- WHAT IS EXPECTED -
In the passage on Heyerdahl's Odin hypothesis, rewrite the part that begins with the words "This project generated" and ends after "in his work.", changing "harsh" to "severe".
*** Opening SOURCE EXTRACT ***
He believed that natives migrated north through waterways to present-day Scandinavia using ingeniously constructed vessels made of skins that could be folded like cloth. When voyagers travelled upstream, they conveniently folded their skin boats and transported them on pack animals.




On Heyerdahl's visit to Baku in 1999, he lectured at the Academy of Sciences about the history of ancient Nordic Kings. He spoke of a notation made by Snorri Sturluson, a 13th-century historian-mythographer in Ynglinga Saga, which relates that "Odin (a Scandinavian god who was one of the kings) came to the North with his people from a country called Aser." (see also House of Ynglings and Mythological kings of Sweden).




Heyerdahl accepted Snorri's story as literal truth, and believed that a chieftain led his people in a migration from the east, westward and northward through Saxony, to Fyn in Denmark, and eventually settling in Sweden.
 


Heyerdahl claimed that the geographic location of the mythic Aser or Æsir matched the region of contemporary Azerbaijan – "east of the Caucasus mountains and the Black Sea".




"We are no longer talking about mythology," Heyerdahl said, "but of the realities of geography and history. Azerbaijanis should be proud of their ancient culture. It is just as rich and ancient as that of China and Mesopotamia."



In September 2000 Heyerdahl returned to Baku for the fourth time and visited the archaeological dig in the area of the Church of Kish. Revision of hypothesis -

 


One of the last projects of his life, Jakten på Odin, 'The Search for Odin', was a sudden revision of his Odin hypothesis, in furtherance of which he initiated 2001–2002 excavations in Azov, Russia, near the Sea of Azov at the northeast of the Black Sea.




He searched for the remains of a civilisation to match the account of Odin in Snorri Sturlusson, significantly further north of his original target of Azerbaijan on the Caspian Sea only two years earlier.



This project generated harsh criticism and accusations of pseudoscience from historians, archaeologists and linguists in Norway, who accused Heyerdahl of selective use of sources, and a basic lack of scientific methodology in his work.




His central claims were based on similarities of names in Norse mythology and geographic names in the Black Sea region, e.g. Azov and Æsir, Udi and Odin, Tyr and Turkey.

 


Philologists and historians reject these parallels as mere coincidences, and also anachronisms, for instance the city of Azov did not have that name until over 1,000 years after Heyerdahl claims the Æsir dwelt there.



The controversy surrounding the Search for Odin project was in many ways typical of the relationship between Heyerdahl and the academic community.

 


His theories rarely won any scientific acceptance, whereas Heyerdahl himself rejected all scientific criticism and concentrated on publishing his theories in popular books aimed at the general public.
 


As of 2017, Heyerdahl's Odin hypothesis has yet to be validated by any historian, archaeologist or linguist. Heyerdahl also investigated the mounds found on the Maldive Islands in the Indian Ocean. There, he found sun-orientated foundations and courtyards, as well as statues with elongated earlobes.



Heyerdahl believed that these finds fit with his theory of a seafaring civilisation which originated in what is now Sri Lanka, colonised the Maldives, and influenced or founded the cultures of ancient South America and Easter Island. His discoveries are detailed in his book The Maldive Mystery.
*** Closing SOURCE EXTRACT ***
*** Opening DATASET CONTENT ***
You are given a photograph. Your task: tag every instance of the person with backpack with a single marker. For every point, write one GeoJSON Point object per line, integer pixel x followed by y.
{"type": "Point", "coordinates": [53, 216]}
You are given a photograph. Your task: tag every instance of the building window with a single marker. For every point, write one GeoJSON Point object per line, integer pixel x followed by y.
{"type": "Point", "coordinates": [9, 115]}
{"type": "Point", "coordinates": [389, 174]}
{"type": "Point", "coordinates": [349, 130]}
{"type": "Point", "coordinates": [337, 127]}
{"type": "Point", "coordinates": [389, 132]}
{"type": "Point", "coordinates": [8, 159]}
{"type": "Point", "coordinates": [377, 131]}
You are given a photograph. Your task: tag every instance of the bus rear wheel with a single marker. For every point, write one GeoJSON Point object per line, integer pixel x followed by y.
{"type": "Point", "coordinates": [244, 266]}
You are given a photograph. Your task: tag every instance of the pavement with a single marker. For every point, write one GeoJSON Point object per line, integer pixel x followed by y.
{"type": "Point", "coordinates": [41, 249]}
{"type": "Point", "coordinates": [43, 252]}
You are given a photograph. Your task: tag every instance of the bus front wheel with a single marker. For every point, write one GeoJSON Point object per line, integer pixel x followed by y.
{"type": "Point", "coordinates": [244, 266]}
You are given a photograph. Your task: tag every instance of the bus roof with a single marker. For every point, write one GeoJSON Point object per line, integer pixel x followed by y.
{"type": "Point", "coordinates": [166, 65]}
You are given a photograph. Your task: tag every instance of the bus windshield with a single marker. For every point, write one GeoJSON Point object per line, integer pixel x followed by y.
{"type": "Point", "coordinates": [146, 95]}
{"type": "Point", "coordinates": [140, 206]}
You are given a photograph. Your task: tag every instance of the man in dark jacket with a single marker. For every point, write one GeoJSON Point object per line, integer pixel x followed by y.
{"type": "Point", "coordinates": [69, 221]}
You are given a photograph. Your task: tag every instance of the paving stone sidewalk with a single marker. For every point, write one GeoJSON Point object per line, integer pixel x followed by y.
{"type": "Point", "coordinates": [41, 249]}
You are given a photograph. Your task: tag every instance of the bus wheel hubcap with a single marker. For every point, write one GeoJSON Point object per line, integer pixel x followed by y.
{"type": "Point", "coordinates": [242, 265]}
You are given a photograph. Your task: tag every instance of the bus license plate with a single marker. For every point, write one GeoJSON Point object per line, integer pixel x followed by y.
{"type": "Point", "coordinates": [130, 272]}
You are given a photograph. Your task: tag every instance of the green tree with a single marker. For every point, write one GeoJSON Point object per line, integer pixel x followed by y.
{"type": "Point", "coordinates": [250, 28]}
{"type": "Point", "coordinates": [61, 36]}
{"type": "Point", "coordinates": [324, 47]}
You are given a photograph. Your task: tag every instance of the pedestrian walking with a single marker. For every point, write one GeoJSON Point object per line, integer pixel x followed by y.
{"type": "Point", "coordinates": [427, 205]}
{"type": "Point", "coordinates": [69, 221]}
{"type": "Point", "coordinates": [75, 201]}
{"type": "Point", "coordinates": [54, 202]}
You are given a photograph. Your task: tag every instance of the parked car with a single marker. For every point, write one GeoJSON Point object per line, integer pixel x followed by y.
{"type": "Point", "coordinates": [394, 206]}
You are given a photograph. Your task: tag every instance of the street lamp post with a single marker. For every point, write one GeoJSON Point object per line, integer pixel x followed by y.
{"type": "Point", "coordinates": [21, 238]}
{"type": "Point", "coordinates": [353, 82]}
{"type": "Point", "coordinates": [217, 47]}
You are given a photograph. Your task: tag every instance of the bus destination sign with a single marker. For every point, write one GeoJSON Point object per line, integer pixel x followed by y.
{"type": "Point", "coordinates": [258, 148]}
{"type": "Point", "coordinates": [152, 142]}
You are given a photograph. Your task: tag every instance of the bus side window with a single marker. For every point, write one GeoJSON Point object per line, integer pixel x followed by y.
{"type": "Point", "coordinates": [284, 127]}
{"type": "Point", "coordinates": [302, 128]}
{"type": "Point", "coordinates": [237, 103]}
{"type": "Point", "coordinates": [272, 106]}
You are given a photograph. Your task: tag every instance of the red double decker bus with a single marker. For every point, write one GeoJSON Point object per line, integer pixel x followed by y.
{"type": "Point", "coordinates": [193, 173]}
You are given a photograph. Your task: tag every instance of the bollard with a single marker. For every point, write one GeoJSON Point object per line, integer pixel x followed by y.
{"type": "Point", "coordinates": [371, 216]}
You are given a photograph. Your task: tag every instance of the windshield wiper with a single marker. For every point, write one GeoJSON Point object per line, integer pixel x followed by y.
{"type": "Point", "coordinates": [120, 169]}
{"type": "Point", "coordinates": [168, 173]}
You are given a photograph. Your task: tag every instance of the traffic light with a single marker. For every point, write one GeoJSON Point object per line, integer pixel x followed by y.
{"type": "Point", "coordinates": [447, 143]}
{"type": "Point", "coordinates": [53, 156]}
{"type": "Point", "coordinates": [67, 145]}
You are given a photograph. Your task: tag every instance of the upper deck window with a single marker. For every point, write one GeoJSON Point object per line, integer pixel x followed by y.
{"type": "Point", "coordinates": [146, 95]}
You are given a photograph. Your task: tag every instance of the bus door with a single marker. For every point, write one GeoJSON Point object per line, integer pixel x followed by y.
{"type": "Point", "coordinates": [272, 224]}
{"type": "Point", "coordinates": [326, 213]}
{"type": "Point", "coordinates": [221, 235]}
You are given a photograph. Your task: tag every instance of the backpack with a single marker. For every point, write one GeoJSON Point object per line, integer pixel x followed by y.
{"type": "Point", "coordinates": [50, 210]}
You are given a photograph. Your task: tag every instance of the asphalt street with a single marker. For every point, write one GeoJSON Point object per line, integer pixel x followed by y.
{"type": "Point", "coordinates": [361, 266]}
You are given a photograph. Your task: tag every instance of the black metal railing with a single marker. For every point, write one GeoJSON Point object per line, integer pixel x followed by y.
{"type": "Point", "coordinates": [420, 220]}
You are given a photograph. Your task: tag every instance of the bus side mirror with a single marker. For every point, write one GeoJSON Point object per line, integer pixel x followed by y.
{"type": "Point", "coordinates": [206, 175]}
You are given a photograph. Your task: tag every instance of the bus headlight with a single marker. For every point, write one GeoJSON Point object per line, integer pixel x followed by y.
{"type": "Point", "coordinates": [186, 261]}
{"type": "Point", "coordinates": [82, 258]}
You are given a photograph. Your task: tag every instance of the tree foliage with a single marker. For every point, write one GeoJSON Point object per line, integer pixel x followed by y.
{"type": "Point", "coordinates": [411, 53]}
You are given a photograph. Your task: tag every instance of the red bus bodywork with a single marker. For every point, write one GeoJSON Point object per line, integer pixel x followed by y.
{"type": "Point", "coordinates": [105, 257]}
*** Closing DATASET CONTENT ***
*** Opening DATASET CONTENT ***
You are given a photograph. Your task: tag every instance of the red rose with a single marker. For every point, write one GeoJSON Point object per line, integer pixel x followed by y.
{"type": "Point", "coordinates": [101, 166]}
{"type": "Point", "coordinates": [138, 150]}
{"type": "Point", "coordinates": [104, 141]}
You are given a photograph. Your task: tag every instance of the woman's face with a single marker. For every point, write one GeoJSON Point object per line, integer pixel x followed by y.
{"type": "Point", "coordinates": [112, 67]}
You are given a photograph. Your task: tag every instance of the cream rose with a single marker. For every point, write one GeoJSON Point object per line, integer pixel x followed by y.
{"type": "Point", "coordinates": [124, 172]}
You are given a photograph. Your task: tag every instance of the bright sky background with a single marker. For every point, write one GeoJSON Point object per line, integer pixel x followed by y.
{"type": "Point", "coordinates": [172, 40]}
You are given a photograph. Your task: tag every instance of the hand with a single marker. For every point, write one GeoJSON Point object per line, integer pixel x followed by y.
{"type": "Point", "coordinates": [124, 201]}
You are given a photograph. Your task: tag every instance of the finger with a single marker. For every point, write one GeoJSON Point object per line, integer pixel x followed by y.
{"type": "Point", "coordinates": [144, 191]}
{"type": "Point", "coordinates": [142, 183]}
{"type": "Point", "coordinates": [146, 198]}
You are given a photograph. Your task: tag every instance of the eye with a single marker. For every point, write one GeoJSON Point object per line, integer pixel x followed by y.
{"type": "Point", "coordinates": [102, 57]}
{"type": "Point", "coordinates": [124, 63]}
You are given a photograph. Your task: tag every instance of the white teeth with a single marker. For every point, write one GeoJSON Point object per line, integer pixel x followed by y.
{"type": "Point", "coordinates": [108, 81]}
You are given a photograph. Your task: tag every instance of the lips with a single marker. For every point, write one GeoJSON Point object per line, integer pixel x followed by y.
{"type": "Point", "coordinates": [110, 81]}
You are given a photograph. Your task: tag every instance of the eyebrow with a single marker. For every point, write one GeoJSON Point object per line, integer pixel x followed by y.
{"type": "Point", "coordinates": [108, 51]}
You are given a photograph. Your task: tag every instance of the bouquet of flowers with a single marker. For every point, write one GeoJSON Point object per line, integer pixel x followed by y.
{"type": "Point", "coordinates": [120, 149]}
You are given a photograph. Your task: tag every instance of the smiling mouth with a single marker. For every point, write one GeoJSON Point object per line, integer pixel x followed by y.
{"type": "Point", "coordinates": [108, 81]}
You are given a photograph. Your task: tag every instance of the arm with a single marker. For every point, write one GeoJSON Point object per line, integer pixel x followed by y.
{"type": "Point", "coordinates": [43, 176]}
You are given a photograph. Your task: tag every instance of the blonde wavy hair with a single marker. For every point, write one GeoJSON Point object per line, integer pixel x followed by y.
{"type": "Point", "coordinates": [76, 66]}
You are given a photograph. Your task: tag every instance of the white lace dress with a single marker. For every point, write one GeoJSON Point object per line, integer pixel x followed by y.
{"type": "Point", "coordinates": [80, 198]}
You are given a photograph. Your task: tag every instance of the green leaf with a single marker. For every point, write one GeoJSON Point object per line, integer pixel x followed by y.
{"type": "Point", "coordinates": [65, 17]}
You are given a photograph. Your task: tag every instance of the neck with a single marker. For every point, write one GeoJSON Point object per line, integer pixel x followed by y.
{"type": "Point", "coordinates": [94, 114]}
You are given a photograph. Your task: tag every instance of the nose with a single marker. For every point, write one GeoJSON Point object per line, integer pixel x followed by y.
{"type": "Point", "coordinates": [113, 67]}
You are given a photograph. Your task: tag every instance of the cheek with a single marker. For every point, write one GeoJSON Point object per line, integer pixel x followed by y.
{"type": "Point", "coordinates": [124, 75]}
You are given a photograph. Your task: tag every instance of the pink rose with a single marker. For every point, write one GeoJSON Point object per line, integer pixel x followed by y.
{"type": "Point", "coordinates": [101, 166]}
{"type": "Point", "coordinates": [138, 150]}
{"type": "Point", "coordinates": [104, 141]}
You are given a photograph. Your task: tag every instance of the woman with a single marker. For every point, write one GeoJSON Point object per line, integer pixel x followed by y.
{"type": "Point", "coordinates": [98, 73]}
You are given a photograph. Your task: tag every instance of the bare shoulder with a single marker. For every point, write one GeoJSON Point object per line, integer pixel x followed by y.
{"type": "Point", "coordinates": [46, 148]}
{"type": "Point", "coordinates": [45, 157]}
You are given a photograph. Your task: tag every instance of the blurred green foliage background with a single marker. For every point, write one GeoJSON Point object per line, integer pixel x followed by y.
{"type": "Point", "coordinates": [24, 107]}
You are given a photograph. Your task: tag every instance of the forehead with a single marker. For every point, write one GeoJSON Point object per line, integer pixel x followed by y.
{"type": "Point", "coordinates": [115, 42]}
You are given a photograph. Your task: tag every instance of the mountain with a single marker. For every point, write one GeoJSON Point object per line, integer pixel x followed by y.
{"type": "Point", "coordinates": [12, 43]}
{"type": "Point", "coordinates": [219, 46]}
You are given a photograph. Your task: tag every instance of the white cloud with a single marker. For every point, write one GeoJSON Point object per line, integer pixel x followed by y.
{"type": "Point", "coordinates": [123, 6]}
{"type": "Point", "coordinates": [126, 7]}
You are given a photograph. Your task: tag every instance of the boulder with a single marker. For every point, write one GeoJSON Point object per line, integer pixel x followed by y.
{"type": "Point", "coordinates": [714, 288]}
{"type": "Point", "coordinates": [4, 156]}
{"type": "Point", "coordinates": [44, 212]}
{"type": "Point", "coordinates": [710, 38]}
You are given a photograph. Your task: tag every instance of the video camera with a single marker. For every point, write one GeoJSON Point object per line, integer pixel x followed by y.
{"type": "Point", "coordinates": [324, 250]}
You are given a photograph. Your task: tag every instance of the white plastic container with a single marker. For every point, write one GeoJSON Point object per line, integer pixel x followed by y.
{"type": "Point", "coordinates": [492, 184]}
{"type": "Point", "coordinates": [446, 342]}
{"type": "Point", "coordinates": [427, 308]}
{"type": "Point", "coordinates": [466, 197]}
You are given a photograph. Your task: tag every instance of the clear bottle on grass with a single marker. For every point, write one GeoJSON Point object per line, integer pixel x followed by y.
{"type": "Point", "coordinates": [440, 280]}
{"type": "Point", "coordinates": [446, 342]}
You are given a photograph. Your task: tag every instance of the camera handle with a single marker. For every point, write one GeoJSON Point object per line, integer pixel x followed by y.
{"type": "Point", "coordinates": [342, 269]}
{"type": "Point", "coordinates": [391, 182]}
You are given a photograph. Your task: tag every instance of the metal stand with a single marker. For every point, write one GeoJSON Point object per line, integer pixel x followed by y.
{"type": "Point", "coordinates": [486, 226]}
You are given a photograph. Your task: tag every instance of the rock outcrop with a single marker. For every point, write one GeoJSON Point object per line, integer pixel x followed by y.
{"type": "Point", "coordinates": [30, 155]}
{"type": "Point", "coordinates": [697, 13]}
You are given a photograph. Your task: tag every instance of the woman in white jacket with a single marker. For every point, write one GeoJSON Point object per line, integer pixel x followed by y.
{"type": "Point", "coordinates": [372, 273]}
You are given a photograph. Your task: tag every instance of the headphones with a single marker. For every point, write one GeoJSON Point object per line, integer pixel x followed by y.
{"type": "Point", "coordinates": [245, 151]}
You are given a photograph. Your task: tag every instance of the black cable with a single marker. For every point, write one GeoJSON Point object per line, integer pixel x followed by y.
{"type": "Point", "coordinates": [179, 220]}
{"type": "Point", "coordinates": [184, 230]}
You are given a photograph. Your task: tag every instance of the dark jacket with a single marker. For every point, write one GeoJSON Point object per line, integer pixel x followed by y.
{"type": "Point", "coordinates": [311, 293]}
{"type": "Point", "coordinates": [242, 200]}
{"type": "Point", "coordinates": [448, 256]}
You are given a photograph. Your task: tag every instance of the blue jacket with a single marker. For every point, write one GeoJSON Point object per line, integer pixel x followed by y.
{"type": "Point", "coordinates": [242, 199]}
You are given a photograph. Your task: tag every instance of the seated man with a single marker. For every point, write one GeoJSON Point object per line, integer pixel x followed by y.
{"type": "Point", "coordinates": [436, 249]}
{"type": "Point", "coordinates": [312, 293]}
*** Closing DATASET CONTENT ***
- TASK RESPONSE -
This project generated severe criticism and accusations of pseudoscience from historians, archaeologists and linguists in Norway, who accused Heyerdahl of selective use of sources, and a basic lack of scientific methodology in his work.